----- ТЕКСТ ДЛЯ АНАЛИЗА -----
Ольга Шатуновская вспоминала, что в послесталинские времена они нашли сотрудника госбезопасности, который в декабре 1934 года охранял камеру Николаева. Он присутствовал и при его допросе Сталиным.

Как будто бы Николаев жаловался Сталину:

– Меня четыре месяца ломали сотрудники НКВД, доказывали, что надо во имя дела партии стрелять в Кирова. Мне обещали сохранить жизнь, я согласился. Они меня уже дважды арестовывали и оба раза выпускали. А вот теперь, когда я совершил – для пользы партии! – дело, меня бросили за решетку, и я знаю, что меня не пощадят!

Вот еще одна труднообъяснимая история. Личный охранник Кирова Михаил Борисов пережил Кирова всего на один день. 2 декабря 1934 года, когда Борисова везли на допрос к срочно приехавшему в Ленинград Сталину, он погиб при обстоятельствах, настолько странных, что мало кто сомневается в том, что его убили.
-----
**ЗАДАНИЯ:**
- A) Можете изложить текст для анализа в двух предложениях?
- B) Перепечатаете отрывок из текста для анализа, начав со слов «Ольга Шатуновская вспоминала, что» и остановившись после слов «что его убили.»?
Следующие записи взяты из другого источника.
----- ИСХОДНЫЕ МАТЕРИАЛЫ -----
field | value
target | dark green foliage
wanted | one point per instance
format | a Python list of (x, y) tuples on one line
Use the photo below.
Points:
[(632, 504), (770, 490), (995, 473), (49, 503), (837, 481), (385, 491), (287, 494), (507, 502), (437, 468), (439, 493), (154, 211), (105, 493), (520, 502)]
-----
**ОТВЕТЫ К ЗАДАНИЯМ:**
- A) По воспоминаниям Ольги Шатуновской, в послесталинские времена нашли сотрудника госбезопасности, который в декабре 1934 года охранял камеру Николаева и присутствовал при его допросе Сталиным, где Николаев будто бы жаловался, что сотрудники НКВД четыре месяца склоняли его стрелять в Кирова во имя дела партии, обещая сохранить жизнь. Личный охранник Кирова Михаил Борисов погиб 2 декабря 1934 года, когда его везли на допрос к Сталину, при столь странных обстоятельствах, что мало кто сомневается в его убийстве.

- B)
Ольга Шатуновская вспоминала, что в послесталинские времена они нашли сотрудника госбезопасности, который в декабре 1934 года охранял камеру Николаева. Он присутствовал и при его допросе Сталиным.

Как будто бы Николаев жаловался Сталину:

– Меня четыре месяца ломали сотрудники НКВД, доказывали, что надо во имя дела партии стрелять в Кирова. Мне обещали сохранить жизнь, я согласился. Они меня уже дважды арестовывали и оба раза выпускали. А вот теперь, когда я совершил – для пользы партии! – дело, меня бросили за решетку, и я знаю, что меня не пощадят!

Вот еще одна труднообъяснимая история. Личный охранник Кирова Михаил Борисов пережил Кирова всего на один день. 2 декабря 1934 года, когда Борисова везли на допрос к срочно приехавшему в Ленинград Сталину, он погиб при обстоятельствах, настолько странных, что мало кто сомневается в том, что его убили.